TASK ITEM: Quote the data from the line containing "Every <instance> represents" through the line containing "positive clicks: (570, 140) (413, 146)", including both of those lines, and nothing else.
========================================================================
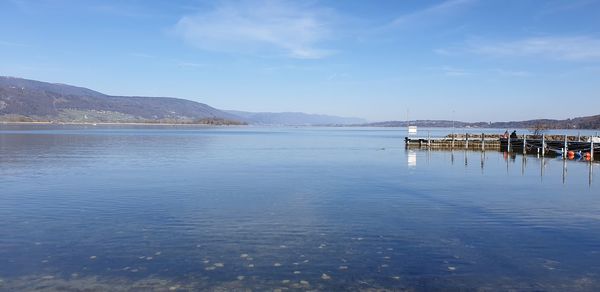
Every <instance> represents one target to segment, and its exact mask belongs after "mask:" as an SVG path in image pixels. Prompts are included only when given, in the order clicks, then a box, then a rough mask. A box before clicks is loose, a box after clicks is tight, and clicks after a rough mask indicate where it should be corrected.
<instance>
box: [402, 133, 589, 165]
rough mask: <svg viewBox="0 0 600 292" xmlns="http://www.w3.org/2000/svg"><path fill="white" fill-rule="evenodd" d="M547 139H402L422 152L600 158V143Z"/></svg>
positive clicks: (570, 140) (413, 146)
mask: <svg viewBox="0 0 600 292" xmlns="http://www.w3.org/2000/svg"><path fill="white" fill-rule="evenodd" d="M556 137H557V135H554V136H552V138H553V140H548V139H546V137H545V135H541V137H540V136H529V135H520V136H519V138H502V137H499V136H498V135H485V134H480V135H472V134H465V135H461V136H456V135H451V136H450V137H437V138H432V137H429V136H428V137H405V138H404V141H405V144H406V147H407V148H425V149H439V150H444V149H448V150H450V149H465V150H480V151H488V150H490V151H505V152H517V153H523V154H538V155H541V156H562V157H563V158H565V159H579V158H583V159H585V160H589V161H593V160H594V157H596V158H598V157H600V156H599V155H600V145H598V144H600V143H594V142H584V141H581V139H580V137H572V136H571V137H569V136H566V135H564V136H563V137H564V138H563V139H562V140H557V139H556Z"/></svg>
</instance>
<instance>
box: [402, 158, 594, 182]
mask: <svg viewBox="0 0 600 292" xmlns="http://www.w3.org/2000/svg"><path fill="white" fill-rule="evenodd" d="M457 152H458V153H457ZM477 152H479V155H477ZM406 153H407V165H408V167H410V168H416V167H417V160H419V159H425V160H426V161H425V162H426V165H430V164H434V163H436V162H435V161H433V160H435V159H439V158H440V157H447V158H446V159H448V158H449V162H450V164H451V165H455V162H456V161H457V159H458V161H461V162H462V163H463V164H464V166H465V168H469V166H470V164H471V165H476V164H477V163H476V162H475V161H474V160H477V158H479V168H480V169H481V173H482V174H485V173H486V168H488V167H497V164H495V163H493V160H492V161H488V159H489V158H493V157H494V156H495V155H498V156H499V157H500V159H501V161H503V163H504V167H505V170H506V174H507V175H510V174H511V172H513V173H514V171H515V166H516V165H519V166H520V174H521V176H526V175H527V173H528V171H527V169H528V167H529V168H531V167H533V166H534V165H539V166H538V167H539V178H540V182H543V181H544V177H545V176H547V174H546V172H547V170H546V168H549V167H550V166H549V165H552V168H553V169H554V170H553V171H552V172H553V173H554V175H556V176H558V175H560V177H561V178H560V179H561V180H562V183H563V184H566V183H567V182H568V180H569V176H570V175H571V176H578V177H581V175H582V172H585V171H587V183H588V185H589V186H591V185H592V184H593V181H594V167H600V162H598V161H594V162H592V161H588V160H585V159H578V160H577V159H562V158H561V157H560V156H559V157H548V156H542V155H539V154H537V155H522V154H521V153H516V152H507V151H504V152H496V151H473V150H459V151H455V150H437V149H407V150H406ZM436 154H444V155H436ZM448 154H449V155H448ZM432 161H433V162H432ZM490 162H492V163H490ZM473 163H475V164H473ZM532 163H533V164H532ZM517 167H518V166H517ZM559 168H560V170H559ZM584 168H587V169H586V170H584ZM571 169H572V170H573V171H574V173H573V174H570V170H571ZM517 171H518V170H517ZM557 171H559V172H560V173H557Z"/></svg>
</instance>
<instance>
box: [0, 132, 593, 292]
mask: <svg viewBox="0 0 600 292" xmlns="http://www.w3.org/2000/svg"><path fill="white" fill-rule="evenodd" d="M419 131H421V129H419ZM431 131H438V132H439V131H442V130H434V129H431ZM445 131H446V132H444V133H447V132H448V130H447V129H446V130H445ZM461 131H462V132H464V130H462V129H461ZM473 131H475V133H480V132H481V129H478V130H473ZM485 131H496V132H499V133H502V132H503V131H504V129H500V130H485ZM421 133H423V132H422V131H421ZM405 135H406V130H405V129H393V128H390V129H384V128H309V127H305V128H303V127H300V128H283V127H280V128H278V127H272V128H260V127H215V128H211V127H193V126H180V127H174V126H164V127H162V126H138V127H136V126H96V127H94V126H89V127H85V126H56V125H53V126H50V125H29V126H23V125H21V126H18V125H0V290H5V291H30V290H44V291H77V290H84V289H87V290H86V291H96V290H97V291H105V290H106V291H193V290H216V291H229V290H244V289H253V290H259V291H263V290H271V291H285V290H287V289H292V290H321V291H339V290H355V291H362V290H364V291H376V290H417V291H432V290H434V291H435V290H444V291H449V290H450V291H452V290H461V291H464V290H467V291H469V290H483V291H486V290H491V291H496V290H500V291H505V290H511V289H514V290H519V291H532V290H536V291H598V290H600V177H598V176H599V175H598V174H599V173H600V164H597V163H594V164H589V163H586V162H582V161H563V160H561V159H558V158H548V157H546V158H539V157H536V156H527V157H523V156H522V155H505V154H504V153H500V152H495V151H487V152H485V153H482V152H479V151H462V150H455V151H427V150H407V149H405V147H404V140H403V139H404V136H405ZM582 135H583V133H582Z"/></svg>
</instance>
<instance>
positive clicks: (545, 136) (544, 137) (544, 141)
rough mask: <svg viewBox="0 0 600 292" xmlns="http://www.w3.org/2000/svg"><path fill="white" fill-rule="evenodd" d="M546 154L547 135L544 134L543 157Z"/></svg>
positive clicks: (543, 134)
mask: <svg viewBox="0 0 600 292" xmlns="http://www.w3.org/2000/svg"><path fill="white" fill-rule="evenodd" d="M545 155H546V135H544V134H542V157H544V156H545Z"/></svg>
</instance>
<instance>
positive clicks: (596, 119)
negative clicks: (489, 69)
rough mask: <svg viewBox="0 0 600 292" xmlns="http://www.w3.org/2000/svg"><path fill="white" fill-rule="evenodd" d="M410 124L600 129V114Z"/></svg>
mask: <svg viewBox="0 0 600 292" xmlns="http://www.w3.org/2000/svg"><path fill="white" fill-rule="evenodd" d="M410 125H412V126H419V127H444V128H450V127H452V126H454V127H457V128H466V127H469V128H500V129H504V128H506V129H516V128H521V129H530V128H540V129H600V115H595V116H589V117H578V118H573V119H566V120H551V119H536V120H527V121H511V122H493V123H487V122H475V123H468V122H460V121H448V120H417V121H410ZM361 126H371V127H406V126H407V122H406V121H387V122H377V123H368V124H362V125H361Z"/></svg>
========================================================================
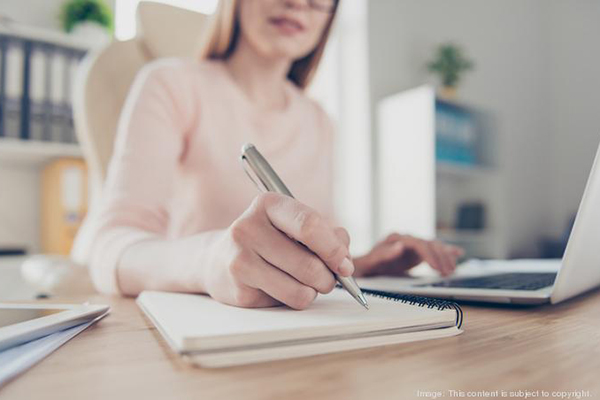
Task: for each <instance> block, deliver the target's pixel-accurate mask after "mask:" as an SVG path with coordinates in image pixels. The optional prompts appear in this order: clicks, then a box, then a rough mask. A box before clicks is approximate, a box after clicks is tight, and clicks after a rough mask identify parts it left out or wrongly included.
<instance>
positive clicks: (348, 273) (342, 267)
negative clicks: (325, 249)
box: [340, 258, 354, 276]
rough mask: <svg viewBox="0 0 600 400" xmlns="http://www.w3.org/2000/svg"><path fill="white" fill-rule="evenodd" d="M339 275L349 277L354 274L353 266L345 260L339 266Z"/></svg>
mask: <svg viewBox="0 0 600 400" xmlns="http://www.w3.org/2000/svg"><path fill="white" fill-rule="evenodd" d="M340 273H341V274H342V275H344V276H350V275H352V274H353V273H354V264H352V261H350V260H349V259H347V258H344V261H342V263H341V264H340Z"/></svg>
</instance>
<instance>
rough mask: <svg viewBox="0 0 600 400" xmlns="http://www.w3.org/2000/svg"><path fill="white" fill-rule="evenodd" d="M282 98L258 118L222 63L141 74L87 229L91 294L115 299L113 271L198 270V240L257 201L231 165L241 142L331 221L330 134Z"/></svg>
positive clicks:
========================================================================
YOUR SOLUTION:
Every <instance> represents one target to segment, and its exact mask belongs after "mask:" as an SVG path in image pixels. Prompts are included only when given, in the order clicks, then a box, then a rough mask. A box before clicks is loose, a box after clicks is tight, and clicks after a rough mask indicate where it should be corrected.
<instance>
box: [402, 133, 589, 165]
rough mask: <svg viewBox="0 0 600 292" xmlns="http://www.w3.org/2000/svg"><path fill="white" fill-rule="evenodd" d="M547 139H402L422 152L600 158V143Z"/></svg>
positive clicks: (570, 140) (413, 146)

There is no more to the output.